### TASK DIRECTIONS
Retype each record exactly; no pictures.

### MATERIAL PROVIDED
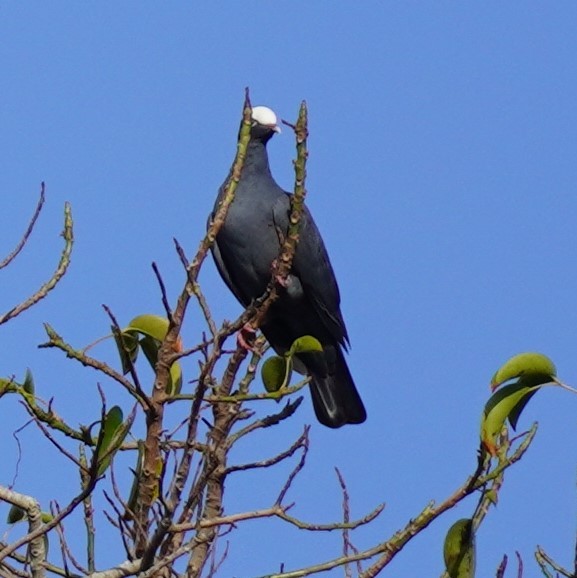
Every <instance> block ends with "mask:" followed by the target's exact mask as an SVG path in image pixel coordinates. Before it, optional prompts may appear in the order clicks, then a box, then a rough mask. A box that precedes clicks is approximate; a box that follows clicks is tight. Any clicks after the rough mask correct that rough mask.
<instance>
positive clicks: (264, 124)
mask: <svg viewBox="0 0 577 578" xmlns="http://www.w3.org/2000/svg"><path fill="white" fill-rule="evenodd" d="M280 131H281V130H280V127H279V126H278V121H277V118H276V114H275V113H274V111H272V110H271V109H270V108H268V107H267V106H254V107H253V109H252V128H251V131H250V134H251V137H252V138H254V139H257V140H261V141H262V142H264V143H266V142H268V141H269V139H270V138H271V137H272V136H273V135H274V133H275V132H276V133H280Z"/></svg>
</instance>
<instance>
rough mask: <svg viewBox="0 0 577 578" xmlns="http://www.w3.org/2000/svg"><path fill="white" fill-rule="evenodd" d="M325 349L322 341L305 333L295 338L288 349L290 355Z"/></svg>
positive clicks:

### THE COMPLETED TASK
Every <instance> block ends with "mask:" followed by the target's exact mask as an SVG path in image pixel coordinates. Before it, optional prompts may appear in the order clicks, then a box, then a rough mask. A box that precedes clicks is approximate; a box that follows clicks is tight. Any clicks after the rough mask correct that rough mask.
<instance>
positive clicks: (264, 124)
mask: <svg viewBox="0 0 577 578" xmlns="http://www.w3.org/2000/svg"><path fill="white" fill-rule="evenodd" d="M280 131H281V130H280V127H279V126H278V121H277V118H276V114H275V113H274V111H272V110H271V109H270V108H268V107H267V106H254V107H253V109H252V128H251V131H250V134H251V137H252V138H254V139H257V140H261V141H262V142H264V143H266V142H268V141H269V139H270V138H271V137H272V136H273V135H274V133H275V132H276V133H280Z"/></svg>
</instance>
<instance>
rough mask: <svg viewBox="0 0 577 578" xmlns="http://www.w3.org/2000/svg"><path fill="white" fill-rule="evenodd" d="M325 349L322 341L305 333L295 338L288 349L290 355Z"/></svg>
positive clicks:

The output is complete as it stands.